Schock für Stromproduzenten
Dz Zürich – Axpo, der gemessen am Jahresumsatz zweitgrößte Stromproduzent der Schweiz erhält Staatshilfe. Simonetta Sommaruga, die Ministerin, die innerhalb des siebenköpfigen Bundesrates die Verantwortung für das Departement Energie, Verkehr und Umwelt trägt, erklärte am Dienstagmorgen auf einer kurzfristigen einberufenen Medienkonferenz bei dem zugesagten Kreditrahmen für kurzfristige Liquiditätshilfen in Höhe von 4 Mrd. sfr gehe es darum, potentiellen Liquiditätsproblemen eines systemkritischen Schweizer Stromproduzenten vorzubeugen und einen „Flächenbrand“ zu verhindern.
Axpo hat die staatliche Hilfe nach eigenen Angaben noch nicht in Anspruch genommen. Das Unternehmen kann die unbesicherten Darlehen nun aber bei Bedarf innerhalb von 48 Stunden abrufen. Axpo hat nach eigenen Angaben schon vor Beantragung der staatlichen Hilfe am vergangenen Freitag eine eigene Liquiditätsreserve in Höhe von 2 Mrd. sfr gehalten. Dass das Unternehmen diese 2 Mrd. sfr für nicht mehr ausreichend hielt und dem Bundesrat den Antrag auf eine zusätzliche Sicherheit in doppelte Höhe stellte hat mit den beispiellosen Preisverwerfungen auf den internationalen Strom- und Energiemärkten zu tun.
Die Großhandelspreise für Strom hätten sich binnen Jahresfrist verzehnfacht und die massiven Preisschwankungen hätten in den vergangenen Tagen Rekordwerte erreicht, erklärt Axpo die Lage in einer Medienmitteilung. Die extreme Marktsituation hat offensichtlich gravierende Auswirkungen auf die von Axpo und von vielen anderen Stromunternehmen seit vielen Jahren mit Erfolg angewandte Praxis, die eigene Stromproduktion auf bis zu drei Jahre hinaus vor zu verkaufen. So glätten die Stromproduzenten wie auch deren Kunden das eigene Risiko kurzfristiger Preisausschläge. Doch im Zug des schlagartigen Anstieges der Strompreise und er heftigen kurzfristigen Preisschwankungen hat auch der Bedarf für die diesen Termingeschäften zugrundeliegenden Garantien explosionsartig zugenommen.

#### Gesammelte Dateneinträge
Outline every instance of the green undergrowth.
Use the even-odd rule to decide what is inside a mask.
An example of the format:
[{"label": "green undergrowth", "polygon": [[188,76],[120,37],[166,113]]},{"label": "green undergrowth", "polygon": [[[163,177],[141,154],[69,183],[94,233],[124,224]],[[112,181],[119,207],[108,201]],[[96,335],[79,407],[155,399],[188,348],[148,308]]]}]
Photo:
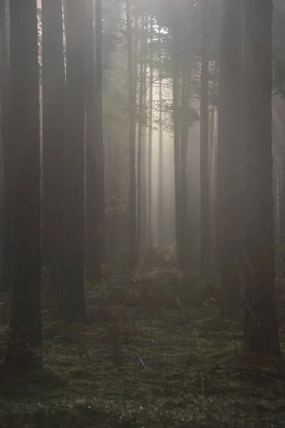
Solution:
[{"label": "green undergrowth", "polygon": [[218,285],[188,281],[171,268],[86,285],[88,325],[43,302],[45,370],[0,379],[0,427],[284,427],[283,359],[242,356]]}]

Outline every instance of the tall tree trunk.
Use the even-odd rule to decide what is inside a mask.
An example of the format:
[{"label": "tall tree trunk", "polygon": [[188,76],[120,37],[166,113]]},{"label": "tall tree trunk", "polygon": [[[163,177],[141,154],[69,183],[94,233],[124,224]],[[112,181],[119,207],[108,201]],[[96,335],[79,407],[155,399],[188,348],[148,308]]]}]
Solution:
[{"label": "tall tree trunk", "polygon": [[2,292],[11,292],[13,281],[12,213],[14,195],[15,153],[9,139],[9,63],[5,0],[0,1],[0,97],[3,168],[3,217],[1,220]]},{"label": "tall tree trunk", "polygon": [[150,16],[150,131],[148,134],[148,243],[153,240],[152,230],[152,111],[153,111],[153,17]]},{"label": "tall tree trunk", "polygon": [[93,1],[86,0],[86,268],[87,278],[91,283],[101,280],[101,265],[105,253],[101,0],[95,0],[95,6],[96,64],[94,62]]},{"label": "tall tree trunk", "polygon": [[[183,268],[189,265],[189,218],[187,186],[187,154],[189,140],[189,95],[187,60],[187,31],[185,29],[184,55],[181,83],[181,143],[180,143],[180,197],[181,197],[181,245],[180,262]],[[182,230],[183,228],[183,230]]]},{"label": "tall tree trunk", "polygon": [[[105,261],[105,168],[104,168],[104,133],[103,112],[103,29],[102,0],[95,3],[95,170],[97,207],[97,266]],[[98,280],[101,279],[101,272],[98,270]]]},{"label": "tall tree trunk", "polygon": [[238,312],[239,305],[244,205],[243,19],[242,1],[224,1],[219,75],[217,240],[220,243],[222,306],[227,312]]},{"label": "tall tree trunk", "polygon": [[200,272],[209,269],[209,0],[202,0],[202,62],[200,106]]},{"label": "tall tree trunk", "polygon": [[273,248],[271,0],[247,0],[245,352],[278,355]]},{"label": "tall tree trunk", "polygon": [[174,137],[174,173],[175,194],[175,234],[176,245],[180,260],[181,260],[181,195],[180,195],[180,133],[179,126],[179,98],[180,84],[177,67],[177,34],[176,25],[172,29],[172,46],[171,47],[171,63],[172,71],[172,98],[173,98],[173,137]]},{"label": "tall tree trunk", "polygon": [[132,22],[130,1],[125,0],[127,19],[128,72],[129,91],[129,145],[130,145],[130,200],[129,200],[129,250],[130,266],[133,268],[138,261],[136,184],[135,184],[135,121],[133,61]]},{"label": "tall tree trunk", "polygon": [[282,243],[285,238],[285,153],[282,149],[280,173],[279,235]]},{"label": "tall tree trunk", "polygon": [[[159,59],[162,59],[162,32],[160,28],[160,47]],[[165,215],[163,210],[164,200],[164,184],[163,184],[163,129],[162,129],[162,78],[161,70],[160,69],[159,83],[159,109],[160,116],[158,119],[159,128],[159,146],[158,146],[158,237],[159,242],[162,244],[165,240]]]},{"label": "tall tree trunk", "polygon": [[43,235],[49,289],[59,297],[64,279],[65,71],[61,1],[42,0]]},{"label": "tall tree trunk", "polygon": [[13,296],[6,362],[41,367],[41,185],[36,0],[10,0],[10,144],[16,156]]},{"label": "tall tree trunk", "polygon": [[84,301],[85,7],[66,4],[67,141],[66,156],[66,279],[61,318],[86,322]]},{"label": "tall tree trunk", "polygon": [[[146,26],[146,40],[147,40],[147,22]],[[142,126],[142,231],[141,243],[142,247],[145,248],[147,243],[147,133],[145,126],[145,110],[147,98],[147,64],[145,61],[143,68],[143,83],[142,83],[142,106],[143,106],[143,118],[144,125]]]},{"label": "tall tree trunk", "polygon": [[140,247],[142,243],[142,126],[143,126],[143,73],[145,66],[145,45],[147,37],[147,31],[145,26],[145,16],[142,20],[141,46],[140,59],[140,91],[138,107],[138,222],[137,234],[138,245]]}]

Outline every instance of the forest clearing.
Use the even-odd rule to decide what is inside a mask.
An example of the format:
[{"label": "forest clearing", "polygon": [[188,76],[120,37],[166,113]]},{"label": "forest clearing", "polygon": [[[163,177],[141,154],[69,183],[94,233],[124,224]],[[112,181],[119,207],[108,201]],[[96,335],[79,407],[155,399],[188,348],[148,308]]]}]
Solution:
[{"label": "forest clearing", "polygon": [[284,426],[284,357],[242,355],[242,318],[221,315],[219,285],[159,258],[86,284],[88,325],[58,320],[43,298],[45,371],[1,378],[1,428]]}]

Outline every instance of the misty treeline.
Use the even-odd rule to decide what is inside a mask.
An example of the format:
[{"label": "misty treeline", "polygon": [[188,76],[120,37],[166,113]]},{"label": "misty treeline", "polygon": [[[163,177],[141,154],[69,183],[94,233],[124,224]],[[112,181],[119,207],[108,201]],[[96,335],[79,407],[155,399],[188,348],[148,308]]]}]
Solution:
[{"label": "misty treeline", "polygon": [[42,365],[43,277],[60,318],[85,323],[85,281],[100,283],[108,263],[131,272],[164,244],[182,271],[220,278],[222,312],[244,311],[246,352],[280,352],[285,152],[272,151],[271,103],[284,90],[282,7],[1,0],[9,367]]}]

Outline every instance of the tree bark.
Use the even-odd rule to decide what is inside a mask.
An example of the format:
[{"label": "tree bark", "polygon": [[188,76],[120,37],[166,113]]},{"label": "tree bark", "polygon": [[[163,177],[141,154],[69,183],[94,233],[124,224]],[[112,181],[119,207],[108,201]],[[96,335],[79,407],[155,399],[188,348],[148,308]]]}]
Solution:
[{"label": "tree bark", "polygon": [[78,0],[66,4],[67,142],[66,156],[66,280],[61,318],[86,322],[84,300],[84,129],[86,11]]},{"label": "tree bark", "polygon": [[142,20],[141,46],[140,58],[140,90],[138,107],[138,245],[142,243],[142,126],[143,126],[143,73],[145,67],[145,49],[146,46],[147,31],[145,25],[145,16]]},{"label": "tree bark", "polygon": [[202,0],[202,60],[200,106],[200,273],[209,269],[209,0]]},{"label": "tree bark", "polygon": [[172,72],[173,99],[173,138],[174,138],[174,173],[175,195],[175,234],[179,259],[181,260],[181,195],[180,195],[180,133],[179,117],[180,84],[177,64],[177,30],[176,25],[172,28],[172,46],[171,46],[171,63]]},{"label": "tree bark", "polygon": [[41,170],[36,0],[10,1],[10,144],[16,153],[9,370],[40,368]]},{"label": "tree bark", "polygon": [[129,251],[130,267],[134,268],[138,261],[136,183],[135,183],[135,121],[134,73],[133,60],[132,22],[130,1],[125,0],[127,19],[128,72],[128,108],[129,108],[129,145],[130,145],[130,200],[129,200]]},{"label": "tree bark", "polygon": [[187,185],[187,155],[189,140],[189,95],[188,61],[187,60],[187,31],[185,28],[184,55],[181,79],[181,143],[180,143],[180,197],[181,197],[181,255],[180,263],[183,269],[189,265],[189,209]]},{"label": "tree bark", "polygon": [[148,134],[148,243],[152,245],[152,111],[153,111],[153,17],[150,16],[150,128]]},{"label": "tree bark", "polygon": [[247,0],[245,352],[280,353],[276,318],[271,147],[271,0]]},{"label": "tree bark", "polygon": [[[160,37],[160,46],[159,46],[159,58],[162,60],[162,32],[160,28],[159,32]],[[165,215],[163,210],[163,200],[164,200],[164,184],[163,184],[163,124],[162,124],[162,78],[161,74],[161,70],[160,70],[159,75],[159,119],[158,119],[158,127],[159,127],[159,146],[158,146],[158,236],[159,242],[162,244],[165,241]]]},{"label": "tree bark", "polygon": [[11,293],[13,282],[13,225],[12,213],[15,193],[15,153],[9,138],[9,94],[8,44],[5,0],[0,2],[1,49],[1,131],[3,165],[3,217],[1,240],[1,290]]},{"label": "tree bark", "polygon": [[86,0],[86,261],[87,279],[91,283],[101,280],[101,266],[105,258],[101,0],[95,0],[95,63],[93,1]]},{"label": "tree bark", "polygon": [[[224,0],[219,73],[217,242],[223,311],[239,310],[244,205],[243,6]],[[234,100],[234,102],[233,101]]]},{"label": "tree bark", "polygon": [[42,254],[51,295],[64,278],[65,71],[61,0],[42,0]]}]

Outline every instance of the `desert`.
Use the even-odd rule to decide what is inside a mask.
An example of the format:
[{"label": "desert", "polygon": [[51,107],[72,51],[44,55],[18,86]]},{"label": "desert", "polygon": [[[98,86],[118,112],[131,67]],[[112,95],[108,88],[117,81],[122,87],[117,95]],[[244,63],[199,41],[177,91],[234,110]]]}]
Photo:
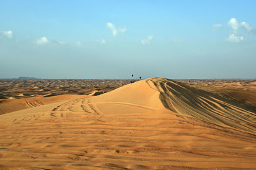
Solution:
[{"label": "desert", "polygon": [[[6,90],[13,83],[4,81]],[[67,80],[33,81],[2,89],[1,168],[256,167],[255,80],[72,80],[71,94],[56,90]]]},{"label": "desert", "polygon": [[255,0],[2,0],[0,170],[256,170]]}]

#### AUFGABEN UND ÜBUNGEN
**a.** Gib bitte einen Abschnitt aus dem Text über Axpo wörtlich wieder, beginnend mit „Die Großhandelspreise für“ und weiter bis einschließlich „Garantien explosionsartig zugenommen.“.
**b.** Beantworte anhand des Textes über Axpo die folgenden Fragen.
(i) Wie hoch ist der zugesagte Kreditrahmen für kurzfristige Liquiditätshilfen?
(ii) Innerhalb welcher Frist kann Axpo die unbesicherten Darlehen bei Bedarf abrufen?
(iii) Wie haben sich die Großhandelspreise für Strom binnen Jahresfrist laut Axpo entwickelt?
**c.** Entscheide für jede Aussage, ob sie mit dem Text über Axpo übereinstimmt. Antworte mit Ja oder Nein und zitiere die entscheidenden Worte des Textes.
(i) Axpo hat die staatliche Hilfe bereits in Anspruch genommen.
(ii) Axpo hielt schon vor dem Antrag auf staatliche Hilfe eine eigene Liquiditätsreserve von 2 Mrd. sfr.
(iii) Die Stromproduzenten verkaufen ihre Produktion auf bis zu fünf Jahre hinaus vor.
Für die Aufgaben spielen die Einträge keine Rolle.

#### LÖSUNGEN
**a.**
Die Großhandelspreise für Strom hätten sich binnen Jahresfrist verzehnfacht und die massiven Preisschwankungen hätten in den vergangenen Tagen Rekordwerte erreicht, erklärt Axpo die Lage in einer Medienmitteilung. Die extreme Marktsituation hat offensichtlich gravierende Auswirkungen auf die von Axpo und von vielen anderen Stromunternehmen seit vielen Jahren mit Erfolg angewandte Praxis, die eigene Stromproduktion auf bis zu drei Jahre hinaus vor zu verkaufen. So glätten die Stromproduzenten wie auch deren Kunden das eigene Risiko kurzfristiger Preisausschläge. Doch im Zug des schlagartigen Anstieges der Strompreise und er heftigen kurzfristigen Preisschwankungen hat auch der Bedarf für die diesen Termingeschäften zugrundeliegenden Garantien explosionsartig zugenommen.

**b.**
(i) 4 Mrd. sfr
(ii) Innerhalb von 48 Stunden
(iii) Sie haben sich verzehnfacht.

**c.**
(i) Nein: „Axpo hat die staatliche Hilfe nach eigenen Angaben noch nicht in Anspruch genommen.“
(ii) Ja: „schon vor Beantragung der staatlichen Hilfe am vergangenen Freitag eine eigene Liquiditätsreserve in Höhe von 2 Mrd. sfr gehalten“
(iii) Nein: „die eigene Stromproduktion auf bis zu drei Jahre hinaus vor zu verkaufen“